-------- Fragmento seleccionado

“…por la costumbre
que nos repite y nos confirma como un espejo…”
J. L B.
Quién podría definirnos mejor que la costumbre: los actos, gestos y manías; reacciones, omisiones y respuestas. Cada serie de
comportamientos y situaciones interactuando con sus constantes, y algunas
variables, en el marco de lo cotidiano; luego entonces, hago una breve
enumeración, sesgada y no menos gregaria, de lo que vivo, de lo que acontece
por mi entorno inmediato. Hago una suma, o quizás una glosa, de los hábitos y los
rituales que se instalan en el día a día, con quién convivo.
De las pinturas animadas, la primera en llegar
acompañando a la rutina con la primer gota del alba, es la del despertador con
su peculiar y prolongado, ¡ringgg!, poco después del cacareo de un gallo que
vive lejos de su entrañable y distante ambiente rural en esta jungla de
concreto e imecas. En esta imagen de Buñuel, un lejano pasado y el más moderno
presente coexisten, no compiten ni se complementan, tampoco se excluyen…
probablemente conviven.
Luego viene la danza de las cortinas en los
locales que se preparan para la vendimia del día: la leche para los niños; el
refresco de cola —uno de los proveedores más entusiasta para, y de diabéticos—;
los blanquillos, fieles dotadores de la proteína en la canasta básica de la
familia mexicana; la cerveza que no puede esperar al partido del domingo y es
la presa favorita del adolescente bachiller cuando se vuela las clases; el café
para el adulto, una de mis pocas adicciones; el bolillo para la torta o el pan
blanco para el sándwich; las fotocopias de última hora en el primer minuto de
la papelería, o las impresiones del trabajo para ganar unos puntos extras en la
evaluación bimestral.

----------------
-------- Filas mostradas

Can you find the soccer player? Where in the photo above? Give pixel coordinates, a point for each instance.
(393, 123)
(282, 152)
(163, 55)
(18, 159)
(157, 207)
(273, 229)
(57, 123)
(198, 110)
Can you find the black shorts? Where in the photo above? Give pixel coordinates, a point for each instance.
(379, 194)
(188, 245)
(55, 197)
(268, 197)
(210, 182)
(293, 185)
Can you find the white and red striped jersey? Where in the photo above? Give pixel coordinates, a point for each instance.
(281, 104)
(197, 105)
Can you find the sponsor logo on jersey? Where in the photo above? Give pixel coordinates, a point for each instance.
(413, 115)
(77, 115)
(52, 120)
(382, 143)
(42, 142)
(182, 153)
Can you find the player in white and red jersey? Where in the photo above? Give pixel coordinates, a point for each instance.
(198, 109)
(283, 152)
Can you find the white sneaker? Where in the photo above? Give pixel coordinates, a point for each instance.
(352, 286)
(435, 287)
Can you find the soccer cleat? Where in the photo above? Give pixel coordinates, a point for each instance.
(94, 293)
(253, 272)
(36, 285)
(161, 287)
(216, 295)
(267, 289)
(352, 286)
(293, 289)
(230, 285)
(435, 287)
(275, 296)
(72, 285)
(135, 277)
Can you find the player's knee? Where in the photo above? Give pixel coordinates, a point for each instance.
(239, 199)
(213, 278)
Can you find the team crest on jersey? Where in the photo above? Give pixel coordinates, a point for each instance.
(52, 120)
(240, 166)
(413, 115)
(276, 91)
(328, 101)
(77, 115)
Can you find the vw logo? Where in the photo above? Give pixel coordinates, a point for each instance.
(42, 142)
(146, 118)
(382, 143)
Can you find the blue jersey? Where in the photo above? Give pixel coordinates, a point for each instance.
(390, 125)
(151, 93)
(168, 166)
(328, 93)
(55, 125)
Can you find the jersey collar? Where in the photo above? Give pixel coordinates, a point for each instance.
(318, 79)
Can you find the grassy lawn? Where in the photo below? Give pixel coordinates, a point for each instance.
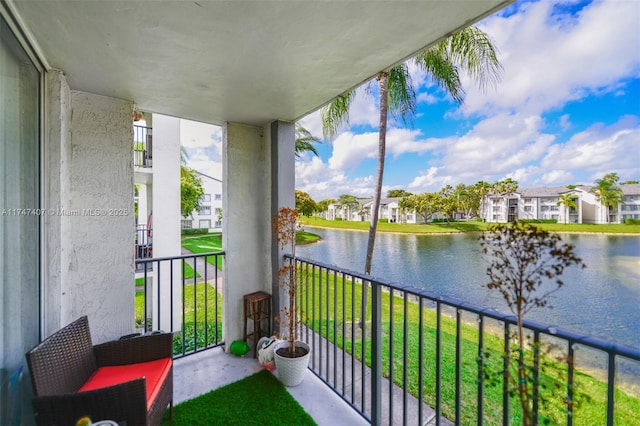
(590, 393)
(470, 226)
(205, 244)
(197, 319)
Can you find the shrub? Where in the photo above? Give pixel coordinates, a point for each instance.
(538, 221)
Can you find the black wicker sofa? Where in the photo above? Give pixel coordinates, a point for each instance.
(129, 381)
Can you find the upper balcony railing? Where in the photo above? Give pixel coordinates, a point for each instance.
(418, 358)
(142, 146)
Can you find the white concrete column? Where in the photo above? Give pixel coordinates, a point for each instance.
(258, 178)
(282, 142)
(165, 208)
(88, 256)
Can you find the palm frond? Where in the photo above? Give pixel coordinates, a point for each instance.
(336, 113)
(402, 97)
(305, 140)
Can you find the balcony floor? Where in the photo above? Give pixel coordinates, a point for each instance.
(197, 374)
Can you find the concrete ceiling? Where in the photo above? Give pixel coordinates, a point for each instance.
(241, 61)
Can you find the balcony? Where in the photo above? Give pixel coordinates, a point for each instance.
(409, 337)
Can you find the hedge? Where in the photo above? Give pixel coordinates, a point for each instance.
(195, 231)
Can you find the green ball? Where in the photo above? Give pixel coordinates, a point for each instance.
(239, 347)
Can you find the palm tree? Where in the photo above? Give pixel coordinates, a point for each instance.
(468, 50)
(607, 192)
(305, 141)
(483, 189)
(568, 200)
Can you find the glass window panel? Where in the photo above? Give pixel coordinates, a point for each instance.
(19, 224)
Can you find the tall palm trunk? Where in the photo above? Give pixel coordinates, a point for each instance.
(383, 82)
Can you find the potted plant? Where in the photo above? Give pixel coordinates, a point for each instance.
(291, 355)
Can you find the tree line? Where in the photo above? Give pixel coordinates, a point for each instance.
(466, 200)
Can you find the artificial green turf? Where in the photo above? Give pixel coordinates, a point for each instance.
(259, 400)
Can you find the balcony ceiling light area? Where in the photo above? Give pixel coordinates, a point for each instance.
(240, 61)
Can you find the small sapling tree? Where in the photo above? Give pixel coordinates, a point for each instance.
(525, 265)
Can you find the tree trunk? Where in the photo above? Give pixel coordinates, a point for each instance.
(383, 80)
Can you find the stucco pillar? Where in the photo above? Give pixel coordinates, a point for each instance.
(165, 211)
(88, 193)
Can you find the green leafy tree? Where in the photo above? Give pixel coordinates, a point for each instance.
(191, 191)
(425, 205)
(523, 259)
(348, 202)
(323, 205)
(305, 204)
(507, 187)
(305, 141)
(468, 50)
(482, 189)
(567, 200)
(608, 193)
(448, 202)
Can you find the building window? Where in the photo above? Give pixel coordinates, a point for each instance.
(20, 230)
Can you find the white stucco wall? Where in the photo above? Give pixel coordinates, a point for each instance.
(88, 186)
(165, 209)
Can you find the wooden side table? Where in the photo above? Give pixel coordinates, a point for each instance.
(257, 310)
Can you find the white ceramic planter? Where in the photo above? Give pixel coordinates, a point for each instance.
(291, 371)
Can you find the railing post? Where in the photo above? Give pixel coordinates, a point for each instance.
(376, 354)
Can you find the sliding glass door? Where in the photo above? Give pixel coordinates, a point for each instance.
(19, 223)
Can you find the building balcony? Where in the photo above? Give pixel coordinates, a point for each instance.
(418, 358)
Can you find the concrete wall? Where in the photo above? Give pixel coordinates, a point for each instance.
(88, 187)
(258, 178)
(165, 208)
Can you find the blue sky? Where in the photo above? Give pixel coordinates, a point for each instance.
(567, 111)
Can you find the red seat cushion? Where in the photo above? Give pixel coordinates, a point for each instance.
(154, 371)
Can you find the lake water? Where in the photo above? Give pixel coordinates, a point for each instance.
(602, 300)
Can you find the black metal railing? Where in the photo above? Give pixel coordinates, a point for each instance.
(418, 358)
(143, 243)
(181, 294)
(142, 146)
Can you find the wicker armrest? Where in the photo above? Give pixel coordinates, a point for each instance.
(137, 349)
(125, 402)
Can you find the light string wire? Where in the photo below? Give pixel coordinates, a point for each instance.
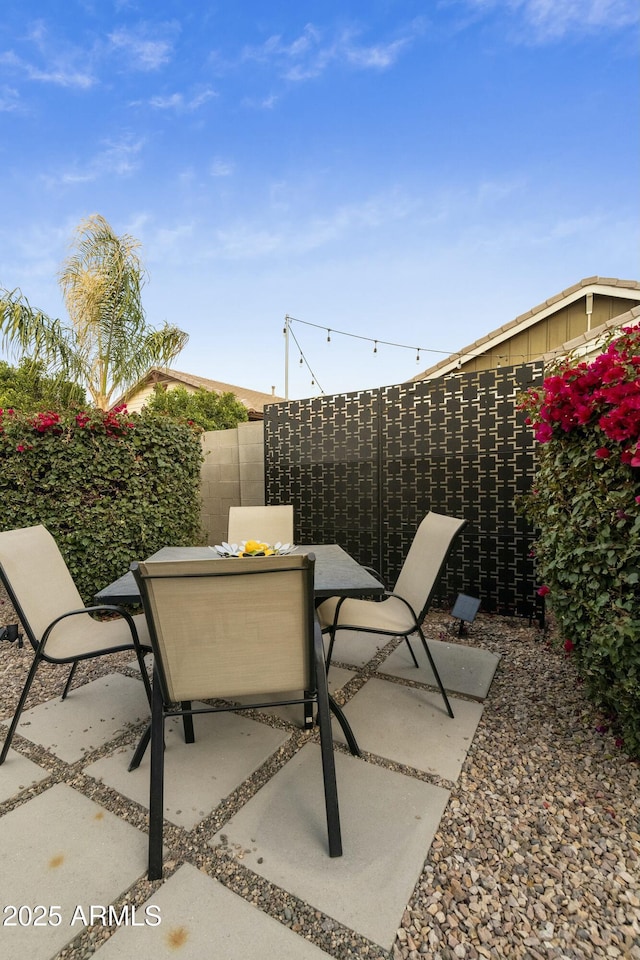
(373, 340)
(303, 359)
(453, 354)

----------------

→ Consigna 1
Responde estas preguntas con datos del fragmento seleccionado:
(a) ¿Con qué objeto se compara la costumbre en la cita inicial?
(b) ¿Qué sonido se oye poco antes del ¡ringgg! del despertador?
(c) ¿Qué producto de la lista de compras se describe como una de las pocas adicciones de quien escribe?
→ Consigna 2
Transcribe el pasaje del fragmento seleccionado que comienza con "Quién podría definirnos" y sigue hasta "con quién convivo.".

→ Respuesta correcta 1
(a) Con un espejo.
(b) El cacareo de un gallo.
(c) El café.

→ Respuesta correcta 2
Quién podría definirnos mejor que la costumbre: los actos, gestos y manías; reacciones, omisiones y respuestas. Cada serie de
comportamientos y situaciones interactuando con sus constantes, y algunas
variables, en el marco de lo cotidiano; luego entonces, hago una breve
enumeración, sesgada y no menos gregaria, de lo que vivo, de lo que acontece
por mi entorno inmediato. Hago una suma, o quizás una glosa, de los hábitos y los
rituales que se instalan en el día a día, con quién convivo.